→ **WHAT NEEDS TO BE DONE**
Please repeat each of the following items word for word, keeping their order.

-----

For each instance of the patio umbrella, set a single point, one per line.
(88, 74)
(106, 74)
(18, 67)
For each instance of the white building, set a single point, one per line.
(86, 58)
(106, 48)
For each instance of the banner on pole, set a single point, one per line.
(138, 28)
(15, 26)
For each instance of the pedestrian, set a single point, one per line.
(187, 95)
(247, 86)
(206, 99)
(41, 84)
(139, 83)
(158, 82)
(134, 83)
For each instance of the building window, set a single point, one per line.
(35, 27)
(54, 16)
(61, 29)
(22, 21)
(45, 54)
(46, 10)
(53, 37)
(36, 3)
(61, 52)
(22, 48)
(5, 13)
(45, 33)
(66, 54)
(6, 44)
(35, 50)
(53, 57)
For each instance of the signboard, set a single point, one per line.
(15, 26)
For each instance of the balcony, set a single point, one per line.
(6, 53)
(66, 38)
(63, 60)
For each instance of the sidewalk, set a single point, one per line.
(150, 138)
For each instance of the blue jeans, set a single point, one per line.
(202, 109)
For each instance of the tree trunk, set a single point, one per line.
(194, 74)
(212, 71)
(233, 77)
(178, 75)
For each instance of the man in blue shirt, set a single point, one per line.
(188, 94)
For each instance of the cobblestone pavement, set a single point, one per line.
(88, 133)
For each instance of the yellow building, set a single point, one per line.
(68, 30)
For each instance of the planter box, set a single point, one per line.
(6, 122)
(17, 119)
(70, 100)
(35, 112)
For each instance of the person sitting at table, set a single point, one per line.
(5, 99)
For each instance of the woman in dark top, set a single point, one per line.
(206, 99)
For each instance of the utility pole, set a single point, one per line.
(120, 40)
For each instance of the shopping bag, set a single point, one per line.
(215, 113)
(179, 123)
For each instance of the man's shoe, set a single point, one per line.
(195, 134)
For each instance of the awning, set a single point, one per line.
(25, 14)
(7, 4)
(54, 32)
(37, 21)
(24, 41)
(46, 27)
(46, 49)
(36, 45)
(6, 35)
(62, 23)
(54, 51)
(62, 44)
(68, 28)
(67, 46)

-----

→ **OUTPUT BELOW**
For each instance of the patio umbrella, set a single point, one per line.
(88, 74)
(106, 74)
(18, 67)
For each instance of the white building, set a single point, one per line.
(86, 58)
(106, 48)
For each instance of the banner on pole, set a single point, one per line.
(138, 28)
(15, 26)
For each instance of the pedestrian, set a single point, one per line.
(187, 95)
(247, 86)
(206, 99)
(41, 84)
(139, 83)
(158, 82)
(134, 83)
For each instance of the building window, set a single point, one per line.
(35, 27)
(54, 16)
(61, 29)
(22, 21)
(45, 54)
(46, 10)
(53, 37)
(36, 3)
(61, 52)
(22, 48)
(5, 13)
(45, 33)
(66, 54)
(6, 44)
(35, 50)
(53, 57)
For each instance of the signboard, set a single point, one per line.
(15, 26)
For each instance of the balcony, set a single point, one per line.
(6, 53)
(66, 38)
(63, 60)
For each instance of the sidewalk, set a single point, one per line.
(150, 138)
For each instance of the blue jeans, set a single point, one per line.
(202, 109)
For each instance of the tree trunk, set a single point, one per line.
(194, 74)
(212, 71)
(233, 77)
(178, 75)
For each instance of the man in blue shirt, set a single point, one per line.
(188, 94)
For each instance of the cobblestone pavement, set a single point, one per line.
(88, 133)
For each instance of the yellow building, set a single point, one per line.
(68, 30)
For each instance of the planter box, set a single point, one per line.
(6, 122)
(17, 119)
(70, 100)
(35, 112)
For each instance of the person sitting at table, set a single point, one per line.
(5, 99)
For each instance of the woman in dark top, set a single point, one per line.
(206, 99)
For each instance of the utility pole, set a single point, one per line.
(120, 40)
For each instance of the shopping bag, set a single point, one per line.
(215, 113)
(179, 123)
For each instance of the man's shoe, set a single point, one per line.
(195, 134)
For each instance of the awning, set a single point, one per line.
(25, 14)
(7, 4)
(54, 32)
(37, 21)
(24, 41)
(46, 27)
(46, 49)
(36, 45)
(6, 35)
(62, 23)
(54, 51)
(62, 44)
(68, 28)
(67, 46)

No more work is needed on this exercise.